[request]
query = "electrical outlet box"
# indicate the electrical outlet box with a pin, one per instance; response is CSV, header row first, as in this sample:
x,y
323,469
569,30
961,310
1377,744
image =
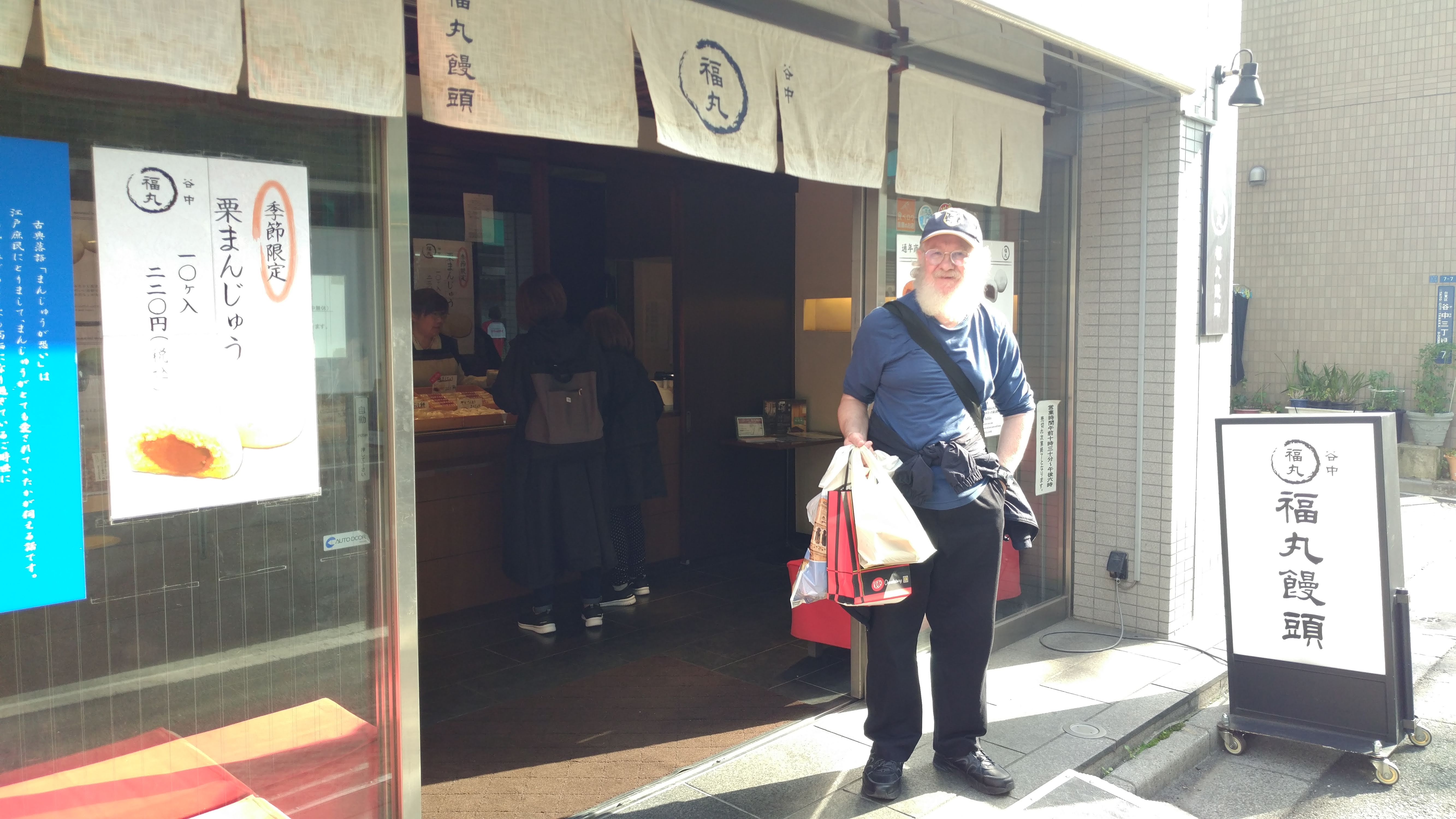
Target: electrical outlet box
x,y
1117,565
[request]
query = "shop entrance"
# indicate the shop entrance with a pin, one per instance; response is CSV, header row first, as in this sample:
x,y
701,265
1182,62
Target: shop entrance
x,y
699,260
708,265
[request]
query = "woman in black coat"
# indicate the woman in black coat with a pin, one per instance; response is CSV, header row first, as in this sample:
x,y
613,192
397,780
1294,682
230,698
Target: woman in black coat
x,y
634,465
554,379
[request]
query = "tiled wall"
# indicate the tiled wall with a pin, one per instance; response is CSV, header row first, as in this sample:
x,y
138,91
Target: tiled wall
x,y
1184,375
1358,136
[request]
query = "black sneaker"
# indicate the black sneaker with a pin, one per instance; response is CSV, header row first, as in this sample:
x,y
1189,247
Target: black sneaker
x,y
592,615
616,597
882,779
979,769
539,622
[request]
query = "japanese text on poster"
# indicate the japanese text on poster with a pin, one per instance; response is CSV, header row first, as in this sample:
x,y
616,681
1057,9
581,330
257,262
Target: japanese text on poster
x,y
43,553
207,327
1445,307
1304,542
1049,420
---
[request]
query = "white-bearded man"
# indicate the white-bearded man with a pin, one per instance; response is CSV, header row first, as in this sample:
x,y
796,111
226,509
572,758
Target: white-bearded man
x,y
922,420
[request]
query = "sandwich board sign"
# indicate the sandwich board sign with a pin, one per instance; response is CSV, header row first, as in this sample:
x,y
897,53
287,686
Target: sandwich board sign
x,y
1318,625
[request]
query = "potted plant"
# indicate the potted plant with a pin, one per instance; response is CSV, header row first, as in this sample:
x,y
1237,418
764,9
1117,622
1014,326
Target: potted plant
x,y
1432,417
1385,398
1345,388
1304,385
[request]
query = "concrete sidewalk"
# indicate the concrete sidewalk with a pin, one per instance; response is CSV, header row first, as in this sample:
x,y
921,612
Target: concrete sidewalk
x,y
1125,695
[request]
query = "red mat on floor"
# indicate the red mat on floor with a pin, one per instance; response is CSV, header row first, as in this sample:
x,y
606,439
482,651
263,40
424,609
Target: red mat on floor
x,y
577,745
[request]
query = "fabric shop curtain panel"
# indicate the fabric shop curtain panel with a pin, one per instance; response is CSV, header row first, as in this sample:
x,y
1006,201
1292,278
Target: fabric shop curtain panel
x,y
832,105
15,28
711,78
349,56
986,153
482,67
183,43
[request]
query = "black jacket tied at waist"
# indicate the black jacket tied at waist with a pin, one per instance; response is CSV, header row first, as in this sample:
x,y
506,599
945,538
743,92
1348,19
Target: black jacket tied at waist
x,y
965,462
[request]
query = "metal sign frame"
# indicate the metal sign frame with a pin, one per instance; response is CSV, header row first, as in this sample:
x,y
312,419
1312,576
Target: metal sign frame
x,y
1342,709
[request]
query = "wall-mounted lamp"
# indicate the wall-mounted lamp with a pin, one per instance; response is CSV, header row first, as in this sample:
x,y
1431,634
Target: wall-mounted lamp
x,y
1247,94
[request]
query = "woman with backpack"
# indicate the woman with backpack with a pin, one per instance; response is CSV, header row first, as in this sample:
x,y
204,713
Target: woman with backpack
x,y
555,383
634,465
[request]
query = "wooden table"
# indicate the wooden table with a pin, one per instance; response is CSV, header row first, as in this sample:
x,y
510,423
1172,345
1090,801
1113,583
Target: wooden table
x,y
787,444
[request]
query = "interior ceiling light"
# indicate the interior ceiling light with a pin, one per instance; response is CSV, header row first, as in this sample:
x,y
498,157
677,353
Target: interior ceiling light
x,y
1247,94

• [SHORT PROBLEM]: Report how many lines in the material contain the string "shop", with case counting. Give only the number.

• [FULL SOLUTION]: 6